__DIRECTIVE 1__
Gather every line of the records that contains the word "shorts" and copy each one unchanged.

__SOURCE EXTRACT__
2010-02-15 07:55:57

by Ulrich Bauer

[permalink] [raw]
Subject: resize2fs memory footprint

We develop a deployment solution that is able to resize up to 16 drives
at a time. While testing, we observed that resize2fs' memory usage
scales with the volume size. Even in case of relatively small file
systems of about 1.5TB, resize2fs would need about 135MB of application
memory. Wit 16 large drives, one would need some GB of RAM just to
resize the drives. Our guess is that this is related to the super block
group bitmaps of ext4 that are held in memory to manipulate/zero their
on-disc counterparts. A quick observation of resize2fs' source revealed
that the latest git tree already has a bitmap interface that allows for
different implementations of the bitmap manipulation algorithms. To
solve the memory usage problem, two solutions seem to be feasible:

- For the huge bitmaps that already exist on the volume, we could create
a disk-backed bitmap implementation that would only cache a small
working set of the entire bitmap. My guess is that we can implement this
efficiently enough to not loose too much performance.
- For the all-zero bitmaps, we could implement a dummy bitmap that
forces all bits to zero and spawns a real bitmap as soon as any bits are
set to one. An alternative would be a tree-based aproach that works
especially well when the bitmap is just sparsely set.

I'd be glad if one of the developers involved in the ext4 development
could tell me if these thoughts make sense and if yes, are there any
plans to incorporate these approaches into the ext library anytime soon
or does it make sense if I would have a deeper look into these issues
and implement them? Thanks in advance for any thoughts about this.

Sincerely
U. Bauer



2010-02-15 12:26:42

by Ric Wheeler

[permalink] [raw]
Subject: Re: resize2fs memory footprint

On 02/15/2010 02:56 AM, Ulrich Bauer wrote:
> We develop a deployment solution that is able to resize up to 16
> drives at a time. While testing, we observed that resize2fs' memory
> usage scales with the volume size. Even in case of relatively small
> file systems of about 1.5TB, resize2fs would need about 135MB of
> application memory. Wit 16 large drives, one would need some GB of RAM
> just to resize the drives. Our guess is that this is related to the
> super block group bitmaps of ext4 that are held in memory to
> manipulate/zero their on-disc counterparts. A quick observation of
> resize2fs' source revealed that the latest git tree already has a
> bitmap interface that allows for different implementations of the
> bitmap manipulation algorithms. To solve the memory usage problem, two
> solutions seem to be feasible:
>
> - For the huge bitmaps that already exist on the volume, we could
> create a disk-backed bitmap implementation that would only cache a
> small working set of the entire bitmap. My guess is that we can
> implement this efficiently enough to not loose too much performance.

__DIRECTIVE 2__
According to the resize2fs thread, about how much application memory did resize2fs need for a file system of about 1.5TB?

__TASK MATERIAL__
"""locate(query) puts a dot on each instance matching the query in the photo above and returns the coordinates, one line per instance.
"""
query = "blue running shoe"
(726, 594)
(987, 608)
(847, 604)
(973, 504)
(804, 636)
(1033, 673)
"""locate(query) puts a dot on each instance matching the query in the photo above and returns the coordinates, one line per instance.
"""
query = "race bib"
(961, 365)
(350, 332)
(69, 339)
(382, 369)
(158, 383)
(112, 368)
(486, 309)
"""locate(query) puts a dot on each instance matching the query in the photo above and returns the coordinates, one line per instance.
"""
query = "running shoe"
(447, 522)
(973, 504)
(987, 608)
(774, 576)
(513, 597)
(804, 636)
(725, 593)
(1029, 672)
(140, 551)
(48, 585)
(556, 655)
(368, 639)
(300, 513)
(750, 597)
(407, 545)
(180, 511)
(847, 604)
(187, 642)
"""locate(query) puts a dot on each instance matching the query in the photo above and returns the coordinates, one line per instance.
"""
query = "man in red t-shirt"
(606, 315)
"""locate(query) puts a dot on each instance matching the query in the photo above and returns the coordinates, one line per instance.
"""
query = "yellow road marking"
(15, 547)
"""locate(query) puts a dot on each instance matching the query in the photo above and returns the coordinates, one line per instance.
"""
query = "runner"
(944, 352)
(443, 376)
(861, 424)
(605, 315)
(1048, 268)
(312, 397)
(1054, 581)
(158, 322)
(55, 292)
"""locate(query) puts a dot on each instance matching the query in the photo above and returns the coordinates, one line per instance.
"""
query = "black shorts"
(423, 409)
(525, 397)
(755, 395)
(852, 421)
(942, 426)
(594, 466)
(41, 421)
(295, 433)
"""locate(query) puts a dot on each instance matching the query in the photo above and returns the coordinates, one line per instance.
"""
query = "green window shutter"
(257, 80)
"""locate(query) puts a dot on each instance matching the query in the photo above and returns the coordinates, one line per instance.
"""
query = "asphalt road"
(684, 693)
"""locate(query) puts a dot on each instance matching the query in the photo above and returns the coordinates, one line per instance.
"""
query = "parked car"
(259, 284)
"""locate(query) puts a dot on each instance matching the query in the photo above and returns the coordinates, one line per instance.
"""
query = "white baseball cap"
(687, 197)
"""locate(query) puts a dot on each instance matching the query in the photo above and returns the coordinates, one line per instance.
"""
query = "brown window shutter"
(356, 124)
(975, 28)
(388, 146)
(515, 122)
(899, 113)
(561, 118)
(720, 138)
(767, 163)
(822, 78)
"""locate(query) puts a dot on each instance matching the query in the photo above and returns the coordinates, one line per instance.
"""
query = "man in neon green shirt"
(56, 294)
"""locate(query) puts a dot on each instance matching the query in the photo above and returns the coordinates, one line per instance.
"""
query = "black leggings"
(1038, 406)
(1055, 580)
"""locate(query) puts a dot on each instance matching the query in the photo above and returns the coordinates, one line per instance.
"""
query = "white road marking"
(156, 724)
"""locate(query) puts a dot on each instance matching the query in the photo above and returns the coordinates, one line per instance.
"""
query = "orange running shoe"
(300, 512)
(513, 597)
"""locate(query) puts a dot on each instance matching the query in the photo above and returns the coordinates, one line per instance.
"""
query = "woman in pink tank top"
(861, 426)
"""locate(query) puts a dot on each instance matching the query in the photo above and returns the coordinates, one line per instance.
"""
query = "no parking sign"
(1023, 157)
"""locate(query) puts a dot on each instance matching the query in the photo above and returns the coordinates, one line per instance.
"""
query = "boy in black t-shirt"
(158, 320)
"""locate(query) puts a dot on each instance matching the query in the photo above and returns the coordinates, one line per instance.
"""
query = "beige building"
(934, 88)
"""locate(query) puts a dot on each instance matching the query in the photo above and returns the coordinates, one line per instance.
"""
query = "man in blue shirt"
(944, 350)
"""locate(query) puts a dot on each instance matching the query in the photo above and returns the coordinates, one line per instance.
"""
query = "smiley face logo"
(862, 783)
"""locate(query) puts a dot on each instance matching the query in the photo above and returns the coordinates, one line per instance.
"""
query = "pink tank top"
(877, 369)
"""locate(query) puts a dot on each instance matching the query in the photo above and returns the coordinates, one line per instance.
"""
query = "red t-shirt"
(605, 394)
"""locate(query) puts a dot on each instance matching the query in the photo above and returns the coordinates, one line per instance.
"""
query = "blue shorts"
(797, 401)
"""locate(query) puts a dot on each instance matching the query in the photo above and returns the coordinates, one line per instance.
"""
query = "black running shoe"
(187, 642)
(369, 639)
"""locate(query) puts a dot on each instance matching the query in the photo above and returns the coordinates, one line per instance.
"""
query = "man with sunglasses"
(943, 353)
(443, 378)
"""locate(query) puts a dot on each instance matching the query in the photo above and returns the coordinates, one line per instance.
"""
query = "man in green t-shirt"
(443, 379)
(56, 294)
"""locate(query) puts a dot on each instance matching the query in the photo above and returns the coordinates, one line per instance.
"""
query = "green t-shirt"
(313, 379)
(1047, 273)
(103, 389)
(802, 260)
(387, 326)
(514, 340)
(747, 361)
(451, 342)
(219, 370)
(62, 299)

...

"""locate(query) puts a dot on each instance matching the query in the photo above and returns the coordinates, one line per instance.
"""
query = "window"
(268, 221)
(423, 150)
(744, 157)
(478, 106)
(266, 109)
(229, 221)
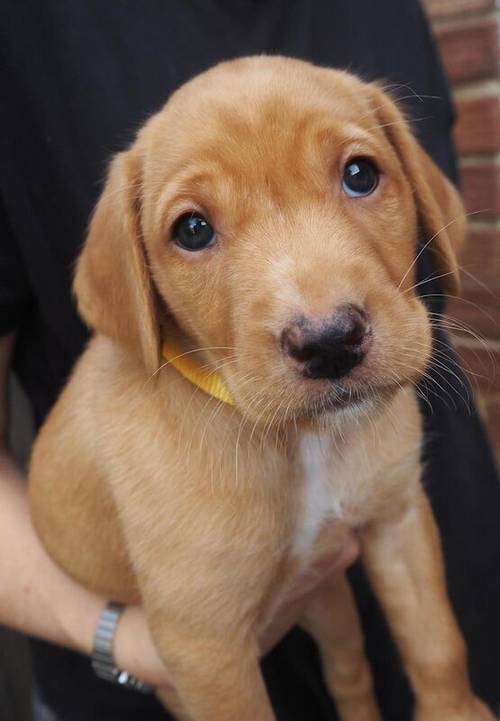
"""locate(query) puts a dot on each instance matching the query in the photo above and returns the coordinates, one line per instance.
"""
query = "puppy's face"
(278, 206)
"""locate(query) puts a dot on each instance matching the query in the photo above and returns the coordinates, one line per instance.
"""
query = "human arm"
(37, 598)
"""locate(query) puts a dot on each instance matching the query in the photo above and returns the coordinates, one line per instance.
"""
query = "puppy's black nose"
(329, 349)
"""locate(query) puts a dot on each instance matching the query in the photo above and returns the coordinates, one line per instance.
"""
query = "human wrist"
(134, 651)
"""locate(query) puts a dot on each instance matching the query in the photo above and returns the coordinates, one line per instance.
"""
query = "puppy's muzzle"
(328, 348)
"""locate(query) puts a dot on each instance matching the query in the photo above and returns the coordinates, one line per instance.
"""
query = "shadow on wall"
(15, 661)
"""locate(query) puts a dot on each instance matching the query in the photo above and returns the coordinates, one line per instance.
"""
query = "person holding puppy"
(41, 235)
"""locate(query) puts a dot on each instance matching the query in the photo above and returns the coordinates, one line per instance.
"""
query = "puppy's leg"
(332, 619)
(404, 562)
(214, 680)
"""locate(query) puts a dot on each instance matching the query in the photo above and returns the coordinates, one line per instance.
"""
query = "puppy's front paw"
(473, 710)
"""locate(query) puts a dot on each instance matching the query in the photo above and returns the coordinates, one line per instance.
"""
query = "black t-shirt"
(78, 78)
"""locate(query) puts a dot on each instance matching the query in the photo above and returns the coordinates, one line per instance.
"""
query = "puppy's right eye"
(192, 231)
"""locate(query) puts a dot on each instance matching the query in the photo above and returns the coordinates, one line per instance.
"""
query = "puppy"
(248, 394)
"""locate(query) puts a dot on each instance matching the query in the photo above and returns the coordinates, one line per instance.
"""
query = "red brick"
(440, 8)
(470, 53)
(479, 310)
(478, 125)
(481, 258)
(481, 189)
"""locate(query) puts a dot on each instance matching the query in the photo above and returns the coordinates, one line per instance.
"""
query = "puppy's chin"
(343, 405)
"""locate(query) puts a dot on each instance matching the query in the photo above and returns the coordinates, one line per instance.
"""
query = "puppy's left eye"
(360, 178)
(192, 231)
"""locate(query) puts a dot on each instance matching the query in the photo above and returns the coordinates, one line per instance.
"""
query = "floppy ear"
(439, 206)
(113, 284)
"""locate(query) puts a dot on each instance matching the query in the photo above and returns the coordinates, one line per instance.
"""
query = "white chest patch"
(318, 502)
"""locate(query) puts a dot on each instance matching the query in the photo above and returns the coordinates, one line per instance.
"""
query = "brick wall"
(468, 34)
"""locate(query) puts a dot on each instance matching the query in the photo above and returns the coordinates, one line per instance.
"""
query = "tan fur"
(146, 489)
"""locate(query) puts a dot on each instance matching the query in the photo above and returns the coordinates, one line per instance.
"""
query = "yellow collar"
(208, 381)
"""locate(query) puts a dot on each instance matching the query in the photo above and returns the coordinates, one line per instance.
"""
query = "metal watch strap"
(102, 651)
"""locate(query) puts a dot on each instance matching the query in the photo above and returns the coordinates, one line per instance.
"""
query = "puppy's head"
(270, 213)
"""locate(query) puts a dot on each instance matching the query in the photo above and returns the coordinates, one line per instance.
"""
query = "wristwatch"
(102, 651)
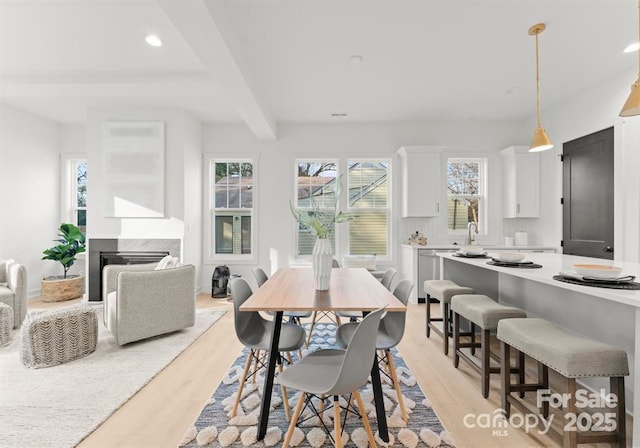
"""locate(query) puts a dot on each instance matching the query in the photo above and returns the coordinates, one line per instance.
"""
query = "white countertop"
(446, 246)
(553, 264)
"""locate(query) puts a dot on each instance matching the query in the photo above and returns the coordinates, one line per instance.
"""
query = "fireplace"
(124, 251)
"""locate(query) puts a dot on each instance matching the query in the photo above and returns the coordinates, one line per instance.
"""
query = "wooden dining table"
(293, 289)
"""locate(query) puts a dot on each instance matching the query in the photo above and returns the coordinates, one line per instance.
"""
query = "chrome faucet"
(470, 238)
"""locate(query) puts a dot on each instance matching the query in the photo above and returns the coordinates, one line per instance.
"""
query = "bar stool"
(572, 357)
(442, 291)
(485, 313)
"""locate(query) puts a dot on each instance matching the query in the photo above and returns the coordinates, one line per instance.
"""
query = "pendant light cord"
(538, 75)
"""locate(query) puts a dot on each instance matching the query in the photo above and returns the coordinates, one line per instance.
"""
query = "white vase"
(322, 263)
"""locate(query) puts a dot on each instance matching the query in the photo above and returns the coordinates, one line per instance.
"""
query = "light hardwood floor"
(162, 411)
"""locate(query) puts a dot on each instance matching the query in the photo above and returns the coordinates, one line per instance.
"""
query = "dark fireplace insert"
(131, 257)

==

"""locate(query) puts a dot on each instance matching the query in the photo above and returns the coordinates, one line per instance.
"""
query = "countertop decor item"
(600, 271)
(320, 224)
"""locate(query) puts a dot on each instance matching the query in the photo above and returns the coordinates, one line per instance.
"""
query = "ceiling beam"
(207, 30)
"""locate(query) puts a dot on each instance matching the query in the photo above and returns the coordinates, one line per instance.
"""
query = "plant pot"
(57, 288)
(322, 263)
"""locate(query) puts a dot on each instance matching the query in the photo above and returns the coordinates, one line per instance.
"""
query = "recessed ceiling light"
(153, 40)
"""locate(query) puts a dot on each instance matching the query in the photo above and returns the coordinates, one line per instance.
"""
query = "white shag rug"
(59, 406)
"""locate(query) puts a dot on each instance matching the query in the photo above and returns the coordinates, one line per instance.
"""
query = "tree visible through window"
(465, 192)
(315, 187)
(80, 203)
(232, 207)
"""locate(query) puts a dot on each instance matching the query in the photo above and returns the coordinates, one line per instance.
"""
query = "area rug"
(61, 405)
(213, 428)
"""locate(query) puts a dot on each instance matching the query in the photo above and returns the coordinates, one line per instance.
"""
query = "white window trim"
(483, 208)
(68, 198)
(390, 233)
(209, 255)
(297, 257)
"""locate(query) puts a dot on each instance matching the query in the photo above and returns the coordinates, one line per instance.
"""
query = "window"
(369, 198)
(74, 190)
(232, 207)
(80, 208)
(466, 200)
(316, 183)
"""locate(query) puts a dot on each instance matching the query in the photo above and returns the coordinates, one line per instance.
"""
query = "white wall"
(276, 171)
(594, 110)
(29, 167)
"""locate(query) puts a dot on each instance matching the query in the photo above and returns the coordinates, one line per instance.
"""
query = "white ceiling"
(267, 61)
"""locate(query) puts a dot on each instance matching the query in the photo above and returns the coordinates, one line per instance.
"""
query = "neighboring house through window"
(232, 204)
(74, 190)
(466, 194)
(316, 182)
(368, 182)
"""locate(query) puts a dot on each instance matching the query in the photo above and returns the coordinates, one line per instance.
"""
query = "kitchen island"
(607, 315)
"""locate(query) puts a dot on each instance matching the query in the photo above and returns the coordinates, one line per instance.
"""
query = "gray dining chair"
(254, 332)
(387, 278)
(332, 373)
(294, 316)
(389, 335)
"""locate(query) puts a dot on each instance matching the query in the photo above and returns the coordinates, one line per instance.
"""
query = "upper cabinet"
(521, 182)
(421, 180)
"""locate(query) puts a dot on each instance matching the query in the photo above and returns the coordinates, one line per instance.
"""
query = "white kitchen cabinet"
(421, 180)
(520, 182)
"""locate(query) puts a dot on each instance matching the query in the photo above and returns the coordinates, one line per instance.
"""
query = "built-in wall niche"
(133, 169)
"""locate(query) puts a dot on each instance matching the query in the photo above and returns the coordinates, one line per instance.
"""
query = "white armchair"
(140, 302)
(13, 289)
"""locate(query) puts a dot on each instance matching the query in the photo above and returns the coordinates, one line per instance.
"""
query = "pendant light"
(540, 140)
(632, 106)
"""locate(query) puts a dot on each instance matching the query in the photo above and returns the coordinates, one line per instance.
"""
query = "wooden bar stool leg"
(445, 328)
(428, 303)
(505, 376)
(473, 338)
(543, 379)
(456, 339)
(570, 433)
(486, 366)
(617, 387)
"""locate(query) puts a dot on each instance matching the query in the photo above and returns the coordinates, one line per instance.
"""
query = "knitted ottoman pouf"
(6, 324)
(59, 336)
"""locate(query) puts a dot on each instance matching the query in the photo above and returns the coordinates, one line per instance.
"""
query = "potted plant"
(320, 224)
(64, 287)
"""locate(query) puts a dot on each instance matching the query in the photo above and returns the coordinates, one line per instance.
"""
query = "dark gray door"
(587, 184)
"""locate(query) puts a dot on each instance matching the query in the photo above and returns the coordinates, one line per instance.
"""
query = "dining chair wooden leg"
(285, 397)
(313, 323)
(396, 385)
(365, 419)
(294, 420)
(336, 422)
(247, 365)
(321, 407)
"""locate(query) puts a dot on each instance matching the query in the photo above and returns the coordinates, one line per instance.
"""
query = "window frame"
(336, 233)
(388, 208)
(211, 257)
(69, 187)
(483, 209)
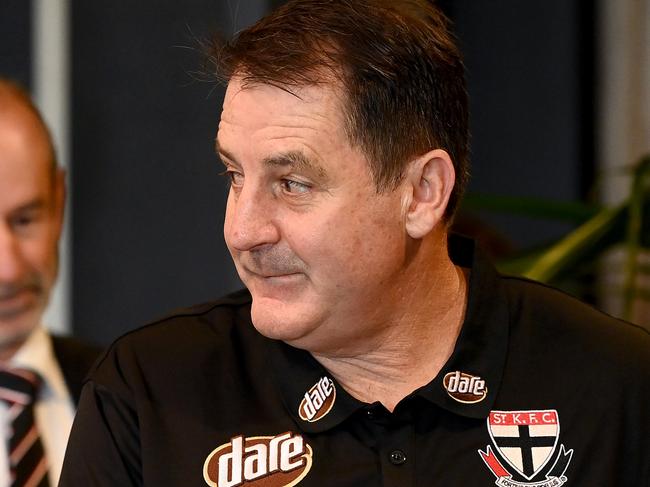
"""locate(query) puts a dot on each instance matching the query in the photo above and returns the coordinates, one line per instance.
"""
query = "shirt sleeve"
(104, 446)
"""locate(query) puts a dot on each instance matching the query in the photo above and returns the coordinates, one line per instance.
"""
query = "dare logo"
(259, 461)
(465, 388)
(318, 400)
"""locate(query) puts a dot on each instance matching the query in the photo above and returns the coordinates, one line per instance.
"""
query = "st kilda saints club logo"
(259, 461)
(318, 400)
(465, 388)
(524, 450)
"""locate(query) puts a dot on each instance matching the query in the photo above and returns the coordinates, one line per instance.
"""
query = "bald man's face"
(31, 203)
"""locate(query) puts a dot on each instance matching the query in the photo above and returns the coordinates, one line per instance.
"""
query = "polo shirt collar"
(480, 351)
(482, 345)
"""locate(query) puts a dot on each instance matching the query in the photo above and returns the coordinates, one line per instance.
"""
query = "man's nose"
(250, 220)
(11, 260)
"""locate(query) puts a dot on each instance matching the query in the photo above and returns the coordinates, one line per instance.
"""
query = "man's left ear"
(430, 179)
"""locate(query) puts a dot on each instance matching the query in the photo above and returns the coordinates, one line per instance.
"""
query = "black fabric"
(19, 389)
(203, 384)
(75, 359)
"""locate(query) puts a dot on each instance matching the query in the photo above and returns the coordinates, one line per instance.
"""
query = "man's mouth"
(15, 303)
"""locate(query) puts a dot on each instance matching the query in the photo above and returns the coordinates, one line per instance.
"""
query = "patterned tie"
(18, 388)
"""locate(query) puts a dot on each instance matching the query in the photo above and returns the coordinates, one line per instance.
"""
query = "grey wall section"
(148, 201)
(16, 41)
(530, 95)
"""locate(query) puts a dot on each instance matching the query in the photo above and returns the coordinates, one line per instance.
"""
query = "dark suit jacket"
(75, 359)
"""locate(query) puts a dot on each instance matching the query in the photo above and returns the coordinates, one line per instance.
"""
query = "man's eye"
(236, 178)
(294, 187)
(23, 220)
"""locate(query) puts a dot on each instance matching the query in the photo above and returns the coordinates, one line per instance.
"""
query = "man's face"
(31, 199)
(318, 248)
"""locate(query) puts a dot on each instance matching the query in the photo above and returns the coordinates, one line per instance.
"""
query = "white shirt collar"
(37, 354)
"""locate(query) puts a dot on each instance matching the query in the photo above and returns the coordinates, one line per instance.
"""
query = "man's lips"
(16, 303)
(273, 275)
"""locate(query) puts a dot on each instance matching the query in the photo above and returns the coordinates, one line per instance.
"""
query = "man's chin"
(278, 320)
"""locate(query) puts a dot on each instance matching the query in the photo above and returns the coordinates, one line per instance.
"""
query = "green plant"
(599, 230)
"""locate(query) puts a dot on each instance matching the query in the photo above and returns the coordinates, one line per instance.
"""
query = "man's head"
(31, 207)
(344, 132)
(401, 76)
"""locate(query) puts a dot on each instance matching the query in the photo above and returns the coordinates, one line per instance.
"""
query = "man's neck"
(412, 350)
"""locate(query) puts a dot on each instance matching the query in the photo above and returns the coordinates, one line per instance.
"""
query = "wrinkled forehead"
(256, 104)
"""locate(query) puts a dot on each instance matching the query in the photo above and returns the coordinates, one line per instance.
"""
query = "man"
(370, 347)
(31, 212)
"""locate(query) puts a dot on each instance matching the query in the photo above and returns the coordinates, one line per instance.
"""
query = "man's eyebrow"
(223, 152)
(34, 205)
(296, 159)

__EXPECTED OUTPUT 1__
query = "black shorts"
query = "blue shorts"

__EXPECTED OUTPUT 2__
About 135MB.